Segmentation mask data:
####

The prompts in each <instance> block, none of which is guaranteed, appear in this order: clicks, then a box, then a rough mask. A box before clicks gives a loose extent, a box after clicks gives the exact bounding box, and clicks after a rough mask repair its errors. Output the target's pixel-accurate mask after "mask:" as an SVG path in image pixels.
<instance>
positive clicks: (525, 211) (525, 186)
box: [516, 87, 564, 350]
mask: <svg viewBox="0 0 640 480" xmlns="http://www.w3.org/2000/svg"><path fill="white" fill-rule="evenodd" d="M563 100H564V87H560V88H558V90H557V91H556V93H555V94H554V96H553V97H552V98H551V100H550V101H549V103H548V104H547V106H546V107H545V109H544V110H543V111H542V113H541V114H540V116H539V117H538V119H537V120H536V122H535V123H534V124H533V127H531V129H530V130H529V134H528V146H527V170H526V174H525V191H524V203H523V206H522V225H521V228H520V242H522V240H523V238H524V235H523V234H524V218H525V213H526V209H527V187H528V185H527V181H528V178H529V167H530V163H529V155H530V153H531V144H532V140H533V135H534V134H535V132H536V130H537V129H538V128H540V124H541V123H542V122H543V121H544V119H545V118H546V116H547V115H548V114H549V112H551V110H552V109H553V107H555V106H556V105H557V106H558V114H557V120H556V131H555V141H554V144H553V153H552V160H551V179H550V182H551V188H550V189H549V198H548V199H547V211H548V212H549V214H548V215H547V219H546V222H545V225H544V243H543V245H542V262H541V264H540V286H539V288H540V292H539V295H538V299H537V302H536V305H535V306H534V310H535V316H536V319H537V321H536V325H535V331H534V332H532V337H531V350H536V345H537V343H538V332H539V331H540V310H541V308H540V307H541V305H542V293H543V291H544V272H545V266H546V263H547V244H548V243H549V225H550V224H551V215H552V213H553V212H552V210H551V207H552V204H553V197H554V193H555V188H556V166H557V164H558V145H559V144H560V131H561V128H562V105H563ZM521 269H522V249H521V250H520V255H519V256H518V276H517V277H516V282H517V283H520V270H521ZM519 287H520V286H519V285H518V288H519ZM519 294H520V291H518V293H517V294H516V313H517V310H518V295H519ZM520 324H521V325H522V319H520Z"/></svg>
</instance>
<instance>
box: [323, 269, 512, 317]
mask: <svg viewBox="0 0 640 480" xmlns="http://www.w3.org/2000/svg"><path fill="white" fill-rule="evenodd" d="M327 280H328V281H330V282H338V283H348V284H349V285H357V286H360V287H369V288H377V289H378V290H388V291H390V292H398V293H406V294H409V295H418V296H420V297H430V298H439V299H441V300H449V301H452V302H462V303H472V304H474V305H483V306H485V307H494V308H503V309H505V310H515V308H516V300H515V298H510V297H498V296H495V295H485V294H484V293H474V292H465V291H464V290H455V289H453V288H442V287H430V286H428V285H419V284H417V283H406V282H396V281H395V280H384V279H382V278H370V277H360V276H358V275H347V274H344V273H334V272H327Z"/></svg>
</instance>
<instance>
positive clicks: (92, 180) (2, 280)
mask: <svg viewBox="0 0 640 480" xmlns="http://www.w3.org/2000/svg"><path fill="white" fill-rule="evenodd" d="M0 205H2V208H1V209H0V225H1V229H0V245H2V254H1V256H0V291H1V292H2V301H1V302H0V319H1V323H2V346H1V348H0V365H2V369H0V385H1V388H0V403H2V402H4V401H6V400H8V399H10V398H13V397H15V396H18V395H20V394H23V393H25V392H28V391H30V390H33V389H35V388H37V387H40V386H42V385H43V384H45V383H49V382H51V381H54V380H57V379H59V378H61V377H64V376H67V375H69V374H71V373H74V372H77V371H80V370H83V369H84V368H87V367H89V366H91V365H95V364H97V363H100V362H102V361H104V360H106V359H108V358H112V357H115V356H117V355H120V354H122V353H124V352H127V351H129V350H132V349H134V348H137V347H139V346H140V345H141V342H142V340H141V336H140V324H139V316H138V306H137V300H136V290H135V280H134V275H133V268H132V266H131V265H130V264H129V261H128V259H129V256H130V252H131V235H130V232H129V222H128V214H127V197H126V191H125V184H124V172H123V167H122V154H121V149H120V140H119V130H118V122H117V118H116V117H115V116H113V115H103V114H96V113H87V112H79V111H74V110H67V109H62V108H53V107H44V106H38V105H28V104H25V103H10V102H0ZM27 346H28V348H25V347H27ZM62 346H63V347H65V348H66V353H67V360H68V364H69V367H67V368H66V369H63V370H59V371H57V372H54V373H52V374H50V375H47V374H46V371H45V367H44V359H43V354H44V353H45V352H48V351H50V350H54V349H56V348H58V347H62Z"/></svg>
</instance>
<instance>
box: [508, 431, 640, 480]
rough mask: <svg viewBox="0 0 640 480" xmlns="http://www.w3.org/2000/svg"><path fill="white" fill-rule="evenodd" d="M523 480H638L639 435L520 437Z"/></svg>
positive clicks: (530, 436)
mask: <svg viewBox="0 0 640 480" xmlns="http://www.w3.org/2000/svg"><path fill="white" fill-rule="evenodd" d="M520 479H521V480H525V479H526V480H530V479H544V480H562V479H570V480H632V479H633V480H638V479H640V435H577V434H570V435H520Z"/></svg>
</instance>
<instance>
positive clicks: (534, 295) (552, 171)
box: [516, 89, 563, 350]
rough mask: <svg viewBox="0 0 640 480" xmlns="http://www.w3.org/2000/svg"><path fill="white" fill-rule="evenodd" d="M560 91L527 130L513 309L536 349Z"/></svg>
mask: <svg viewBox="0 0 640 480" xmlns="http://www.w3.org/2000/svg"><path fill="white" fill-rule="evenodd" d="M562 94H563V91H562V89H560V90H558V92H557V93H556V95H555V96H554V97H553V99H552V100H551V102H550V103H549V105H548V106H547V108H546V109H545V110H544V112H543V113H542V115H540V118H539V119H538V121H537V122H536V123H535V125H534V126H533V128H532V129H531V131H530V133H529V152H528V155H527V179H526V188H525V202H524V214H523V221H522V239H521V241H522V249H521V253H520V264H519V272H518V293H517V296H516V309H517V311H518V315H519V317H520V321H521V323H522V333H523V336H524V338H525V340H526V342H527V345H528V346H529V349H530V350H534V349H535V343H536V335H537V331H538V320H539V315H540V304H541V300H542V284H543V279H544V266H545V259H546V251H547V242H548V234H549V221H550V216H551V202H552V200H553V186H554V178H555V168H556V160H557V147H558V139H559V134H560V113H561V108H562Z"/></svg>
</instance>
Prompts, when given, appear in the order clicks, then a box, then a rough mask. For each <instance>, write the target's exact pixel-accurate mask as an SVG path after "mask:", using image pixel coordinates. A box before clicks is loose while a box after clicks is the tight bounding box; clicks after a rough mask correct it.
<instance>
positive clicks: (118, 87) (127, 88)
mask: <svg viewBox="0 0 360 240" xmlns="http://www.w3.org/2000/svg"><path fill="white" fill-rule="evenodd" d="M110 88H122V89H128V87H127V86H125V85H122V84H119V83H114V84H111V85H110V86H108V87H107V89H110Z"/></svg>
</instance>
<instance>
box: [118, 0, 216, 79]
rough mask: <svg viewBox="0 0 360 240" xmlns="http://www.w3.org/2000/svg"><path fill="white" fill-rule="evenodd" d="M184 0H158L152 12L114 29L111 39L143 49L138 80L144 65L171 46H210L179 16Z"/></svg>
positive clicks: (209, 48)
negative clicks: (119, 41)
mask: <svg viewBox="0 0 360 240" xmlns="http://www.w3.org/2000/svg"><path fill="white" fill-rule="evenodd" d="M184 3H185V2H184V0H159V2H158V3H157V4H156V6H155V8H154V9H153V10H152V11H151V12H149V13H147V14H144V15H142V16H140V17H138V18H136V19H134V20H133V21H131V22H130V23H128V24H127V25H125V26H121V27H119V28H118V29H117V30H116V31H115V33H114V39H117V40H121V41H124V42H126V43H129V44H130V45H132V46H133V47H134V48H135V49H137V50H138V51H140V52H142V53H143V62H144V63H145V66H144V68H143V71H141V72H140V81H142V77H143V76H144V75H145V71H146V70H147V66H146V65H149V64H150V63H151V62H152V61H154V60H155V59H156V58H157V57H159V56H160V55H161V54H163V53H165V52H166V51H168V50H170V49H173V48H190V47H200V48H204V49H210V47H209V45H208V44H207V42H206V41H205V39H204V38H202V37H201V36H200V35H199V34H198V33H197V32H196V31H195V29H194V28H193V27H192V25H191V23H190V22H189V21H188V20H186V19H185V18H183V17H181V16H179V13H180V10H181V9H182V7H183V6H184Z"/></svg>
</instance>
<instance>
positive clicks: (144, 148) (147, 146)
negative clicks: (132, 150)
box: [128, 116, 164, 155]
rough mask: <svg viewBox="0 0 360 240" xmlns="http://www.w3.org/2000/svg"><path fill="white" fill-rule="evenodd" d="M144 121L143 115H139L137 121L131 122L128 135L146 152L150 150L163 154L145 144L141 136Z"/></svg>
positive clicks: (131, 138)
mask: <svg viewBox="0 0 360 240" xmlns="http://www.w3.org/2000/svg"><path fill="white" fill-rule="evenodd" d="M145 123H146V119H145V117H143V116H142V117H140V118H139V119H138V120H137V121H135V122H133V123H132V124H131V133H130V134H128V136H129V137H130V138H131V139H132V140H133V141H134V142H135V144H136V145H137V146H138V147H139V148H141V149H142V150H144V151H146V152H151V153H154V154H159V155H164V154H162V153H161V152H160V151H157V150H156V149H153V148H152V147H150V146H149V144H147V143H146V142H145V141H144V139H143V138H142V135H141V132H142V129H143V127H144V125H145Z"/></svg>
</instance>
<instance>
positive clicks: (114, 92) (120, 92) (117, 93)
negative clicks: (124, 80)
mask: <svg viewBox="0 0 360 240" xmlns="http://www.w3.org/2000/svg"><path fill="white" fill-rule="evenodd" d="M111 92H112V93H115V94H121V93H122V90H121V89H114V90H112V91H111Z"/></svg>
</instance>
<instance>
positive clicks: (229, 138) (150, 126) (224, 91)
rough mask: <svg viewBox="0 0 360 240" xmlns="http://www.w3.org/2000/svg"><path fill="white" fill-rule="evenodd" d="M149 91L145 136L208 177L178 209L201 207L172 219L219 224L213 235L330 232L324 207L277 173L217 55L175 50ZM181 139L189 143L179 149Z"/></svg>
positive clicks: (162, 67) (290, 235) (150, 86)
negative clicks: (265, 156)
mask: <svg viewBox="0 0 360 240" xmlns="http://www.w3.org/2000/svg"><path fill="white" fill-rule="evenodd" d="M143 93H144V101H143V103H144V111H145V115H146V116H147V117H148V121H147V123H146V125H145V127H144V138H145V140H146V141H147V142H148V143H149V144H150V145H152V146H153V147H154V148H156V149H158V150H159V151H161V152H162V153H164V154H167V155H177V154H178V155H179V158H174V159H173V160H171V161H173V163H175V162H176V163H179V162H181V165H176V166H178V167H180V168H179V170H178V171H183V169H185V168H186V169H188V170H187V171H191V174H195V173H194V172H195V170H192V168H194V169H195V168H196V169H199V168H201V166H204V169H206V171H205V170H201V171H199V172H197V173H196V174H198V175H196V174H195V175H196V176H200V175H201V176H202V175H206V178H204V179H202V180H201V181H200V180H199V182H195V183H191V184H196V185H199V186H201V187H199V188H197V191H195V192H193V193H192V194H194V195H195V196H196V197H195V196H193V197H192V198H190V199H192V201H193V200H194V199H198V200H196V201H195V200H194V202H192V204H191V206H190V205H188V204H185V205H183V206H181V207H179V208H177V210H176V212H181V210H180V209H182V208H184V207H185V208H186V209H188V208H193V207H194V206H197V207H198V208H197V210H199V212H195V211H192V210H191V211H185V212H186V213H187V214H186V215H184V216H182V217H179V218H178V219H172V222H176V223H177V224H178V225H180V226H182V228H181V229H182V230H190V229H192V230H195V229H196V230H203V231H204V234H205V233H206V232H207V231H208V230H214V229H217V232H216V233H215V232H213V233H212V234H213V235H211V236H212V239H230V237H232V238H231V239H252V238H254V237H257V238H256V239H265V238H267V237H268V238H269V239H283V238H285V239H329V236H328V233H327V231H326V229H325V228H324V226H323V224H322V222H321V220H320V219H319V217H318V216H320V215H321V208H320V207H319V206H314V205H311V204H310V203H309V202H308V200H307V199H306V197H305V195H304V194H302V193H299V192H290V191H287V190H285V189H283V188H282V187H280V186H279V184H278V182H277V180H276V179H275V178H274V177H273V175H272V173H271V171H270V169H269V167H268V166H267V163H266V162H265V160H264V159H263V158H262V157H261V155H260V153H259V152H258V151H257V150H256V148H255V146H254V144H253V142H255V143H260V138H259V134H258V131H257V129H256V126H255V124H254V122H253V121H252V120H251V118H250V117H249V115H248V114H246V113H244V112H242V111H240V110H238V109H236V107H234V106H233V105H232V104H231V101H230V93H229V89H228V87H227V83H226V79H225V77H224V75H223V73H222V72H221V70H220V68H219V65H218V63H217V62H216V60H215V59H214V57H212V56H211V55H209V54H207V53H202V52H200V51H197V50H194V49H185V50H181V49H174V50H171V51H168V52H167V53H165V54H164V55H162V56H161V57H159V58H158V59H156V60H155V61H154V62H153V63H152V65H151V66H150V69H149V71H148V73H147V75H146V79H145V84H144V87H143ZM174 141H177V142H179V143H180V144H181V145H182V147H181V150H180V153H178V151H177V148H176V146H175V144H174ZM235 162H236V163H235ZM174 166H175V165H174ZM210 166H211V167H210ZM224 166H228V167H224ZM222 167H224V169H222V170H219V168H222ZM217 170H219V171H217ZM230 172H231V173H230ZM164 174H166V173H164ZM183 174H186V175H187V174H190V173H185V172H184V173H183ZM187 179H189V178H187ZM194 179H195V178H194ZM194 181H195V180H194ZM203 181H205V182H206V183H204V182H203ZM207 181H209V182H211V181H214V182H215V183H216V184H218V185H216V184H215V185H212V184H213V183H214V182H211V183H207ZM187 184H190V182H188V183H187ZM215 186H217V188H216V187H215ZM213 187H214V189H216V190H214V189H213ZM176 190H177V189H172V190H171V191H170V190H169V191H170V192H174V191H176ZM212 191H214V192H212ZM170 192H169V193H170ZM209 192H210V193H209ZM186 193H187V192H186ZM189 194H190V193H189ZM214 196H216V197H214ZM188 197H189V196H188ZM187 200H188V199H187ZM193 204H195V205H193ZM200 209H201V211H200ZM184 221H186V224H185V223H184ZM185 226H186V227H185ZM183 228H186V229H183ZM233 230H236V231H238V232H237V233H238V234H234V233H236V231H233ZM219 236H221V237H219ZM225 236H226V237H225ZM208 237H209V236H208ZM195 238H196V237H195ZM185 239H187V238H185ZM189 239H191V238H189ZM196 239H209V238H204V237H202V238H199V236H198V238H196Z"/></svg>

####

WHAT YOU SHOULD DO
Among the lines of the data, identify those with the word "accurate". Copy each of them.

OUTPUT FOR THIS TASK
The prompts in each <instance> block, none of which is guaranteed, appear in this order: clicks, then a box, then a rough mask. A box before clicks gives a loose extent, a box after clicks gives the exact bounding box, and clicks after a rough mask repair its errors. Output the target's pixel-accurate mask after "mask:" as an SVG path in image pixels.
Prompts, when given, appear in the order clicks, then a box, then a rough mask. For each <instance>, write the target's exact pixel-accurate mask as an SVG path after "mask:", using image pixel coordinates. A box before clicks is loose while a box after clicks is the tight bounding box; clicks after a rough mask correct it.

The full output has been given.